- Stated problem -
Print each line exactly as it is given.

- Records supplied -
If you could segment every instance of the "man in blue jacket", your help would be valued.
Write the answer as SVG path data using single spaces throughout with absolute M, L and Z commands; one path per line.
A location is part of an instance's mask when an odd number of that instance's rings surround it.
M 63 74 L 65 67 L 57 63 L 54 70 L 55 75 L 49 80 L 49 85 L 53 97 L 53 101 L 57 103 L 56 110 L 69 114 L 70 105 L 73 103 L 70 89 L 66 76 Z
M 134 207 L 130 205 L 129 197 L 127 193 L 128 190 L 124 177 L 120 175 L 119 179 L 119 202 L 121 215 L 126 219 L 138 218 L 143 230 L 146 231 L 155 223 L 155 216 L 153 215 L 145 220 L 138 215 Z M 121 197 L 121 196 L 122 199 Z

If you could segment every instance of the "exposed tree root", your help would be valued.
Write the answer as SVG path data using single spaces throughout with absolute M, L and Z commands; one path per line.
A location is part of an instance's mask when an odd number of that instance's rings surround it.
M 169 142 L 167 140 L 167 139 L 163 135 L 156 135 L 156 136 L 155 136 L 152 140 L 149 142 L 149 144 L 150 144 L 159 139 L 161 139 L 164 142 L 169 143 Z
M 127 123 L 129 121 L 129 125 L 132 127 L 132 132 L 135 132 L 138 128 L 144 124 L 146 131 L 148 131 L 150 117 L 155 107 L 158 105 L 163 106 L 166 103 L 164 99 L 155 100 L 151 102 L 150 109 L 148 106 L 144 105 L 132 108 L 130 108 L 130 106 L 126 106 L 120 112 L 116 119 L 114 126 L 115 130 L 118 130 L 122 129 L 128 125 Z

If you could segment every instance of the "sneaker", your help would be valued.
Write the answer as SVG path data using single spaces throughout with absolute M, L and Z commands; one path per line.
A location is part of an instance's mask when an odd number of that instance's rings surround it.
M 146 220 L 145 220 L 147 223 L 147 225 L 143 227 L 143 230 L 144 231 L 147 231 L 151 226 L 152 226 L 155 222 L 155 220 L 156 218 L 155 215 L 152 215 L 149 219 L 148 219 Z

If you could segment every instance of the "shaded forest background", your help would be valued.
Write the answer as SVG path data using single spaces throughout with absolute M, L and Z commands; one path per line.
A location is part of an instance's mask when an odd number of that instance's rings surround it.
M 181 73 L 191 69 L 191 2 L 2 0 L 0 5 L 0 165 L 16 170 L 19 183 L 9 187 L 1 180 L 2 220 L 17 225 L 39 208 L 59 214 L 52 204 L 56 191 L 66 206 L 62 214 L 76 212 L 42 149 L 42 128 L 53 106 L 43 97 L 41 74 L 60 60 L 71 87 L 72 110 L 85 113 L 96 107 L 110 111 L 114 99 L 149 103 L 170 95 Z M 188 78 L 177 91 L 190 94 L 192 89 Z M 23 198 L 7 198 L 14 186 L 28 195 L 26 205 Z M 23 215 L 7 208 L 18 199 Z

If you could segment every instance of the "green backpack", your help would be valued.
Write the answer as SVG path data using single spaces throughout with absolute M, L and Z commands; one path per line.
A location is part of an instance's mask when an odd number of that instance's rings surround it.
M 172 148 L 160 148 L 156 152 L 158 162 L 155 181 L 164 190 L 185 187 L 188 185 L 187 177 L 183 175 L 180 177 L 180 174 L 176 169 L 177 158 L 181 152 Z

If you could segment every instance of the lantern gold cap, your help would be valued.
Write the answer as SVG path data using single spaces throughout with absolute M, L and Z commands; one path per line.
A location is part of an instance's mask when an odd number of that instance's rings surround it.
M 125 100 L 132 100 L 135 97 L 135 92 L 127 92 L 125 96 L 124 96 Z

- Written reply -
If you could segment every instance of the "man in blue jacket", your help would be valued.
Write the answer as SVG path data using single spaces throughout with absolute M, L and Z commands; one path per line.
A location is part of an instance's mask when an odd number of that instance's rings surround it.
M 63 74 L 65 67 L 57 63 L 54 70 L 55 75 L 49 80 L 49 85 L 53 97 L 53 101 L 57 103 L 56 110 L 69 114 L 70 105 L 73 103 L 70 89 L 66 76 Z
M 134 207 L 130 205 L 129 197 L 127 193 L 128 190 L 124 177 L 120 175 L 119 179 L 119 202 L 121 215 L 126 219 L 138 218 L 143 230 L 146 231 L 155 223 L 155 216 L 153 215 L 145 220 L 138 215 Z M 121 197 L 121 196 L 122 199 Z

If you could segment every instance of the "exposed tree root", your help would be valued.
Write the answer as SVG path data using single spaces throughout with absolute M, L and Z commands; one path per line.
A location is part of an instance's mask when an odd number of that instance's rings surround it.
M 169 142 L 167 140 L 167 139 L 163 135 L 156 135 L 156 136 L 155 136 L 152 140 L 149 142 L 149 144 L 150 144 L 159 139 L 161 139 L 164 142 L 169 143 Z
M 127 123 L 129 121 L 129 125 L 132 127 L 132 132 L 135 132 L 138 128 L 144 124 L 146 131 L 148 131 L 150 117 L 155 107 L 158 105 L 163 106 L 166 103 L 164 99 L 155 100 L 151 102 L 150 109 L 148 106 L 144 105 L 132 108 L 130 108 L 130 106 L 126 106 L 120 112 L 116 119 L 114 126 L 115 130 L 118 130 L 122 129 L 128 125 Z

If you could segment every instance of the "sneaker", your help would be valued.
Write the answer as SVG path data using single spaces throughout with absolute M, L and Z commands; one path per line.
A location is part of an instance's mask when an odd number of that instance's rings surround it.
M 146 220 L 145 220 L 147 223 L 147 225 L 143 227 L 143 230 L 144 231 L 147 231 L 151 226 L 152 226 L 155 222 L 155 220 L 156 218 L 155 215 L 152 215 L 149 219 L 148 219 Z

If you could segment every instance of the "shaded forest background", your help would be valued.
Write the answer as SVG path data using single spaces throughout with absolute M, L and Z commands; one path per line.
A location is part of an instance's mask when an odd number of that instance's rings surround it.
M 181 73 L 191 69 L 191 2 L 2 0 L 0 5 L 0 165 L 16 170 L 19 183 L 9 187 L 1 180 L 2 220 L 17 225 L 39 208 L 59 214 L 52 204 L 56 191 L 66 206 L 62 214 L 76 212 L 42 149 L 42 128 L 53 106 L 43 97 L 41 74 L 60 60 L 71 87 L 72 110 L 85 113 L 96 107 L 110 111 L 114 99 L 149 103 L 170 95 Z M 188 78 L 177 91 L 190 94 L 192 89 Z M 23 198 L 7 198 L 14 186 L 28 195 L 26 205 Z M 23 215 L 7 208 L 18 199 Z

If you could segment every instance of the "green backpack", your help would be valued.
Write the answer as SVG path data using single spaces throughout with absolute M, L and Z commands; one path per line.
A location is part of an instance's mask when an odd number of that instance's rings surround it.
M 172 148 L 160 148 L 156 152 L 158 162 L 155 181 L 164 190 L 185 187 L 188 185 L 187 177 L 183 175 L 180 177 L 180 174 L 176 169 L 177 158 L 181 152 Z

If you could segment every instance of the lantern gold cap, your help would be valued.
Write the answer as SVG path data using single spaces throughout with absolute M, L and Z commands; one path per line.
A location is part of an instance's mask when an odd number of that instance's rings surround it.
M 125 100 L 132 100 L 135 97 L 135 92 L 127 92 L 125 96 L 124 96 Z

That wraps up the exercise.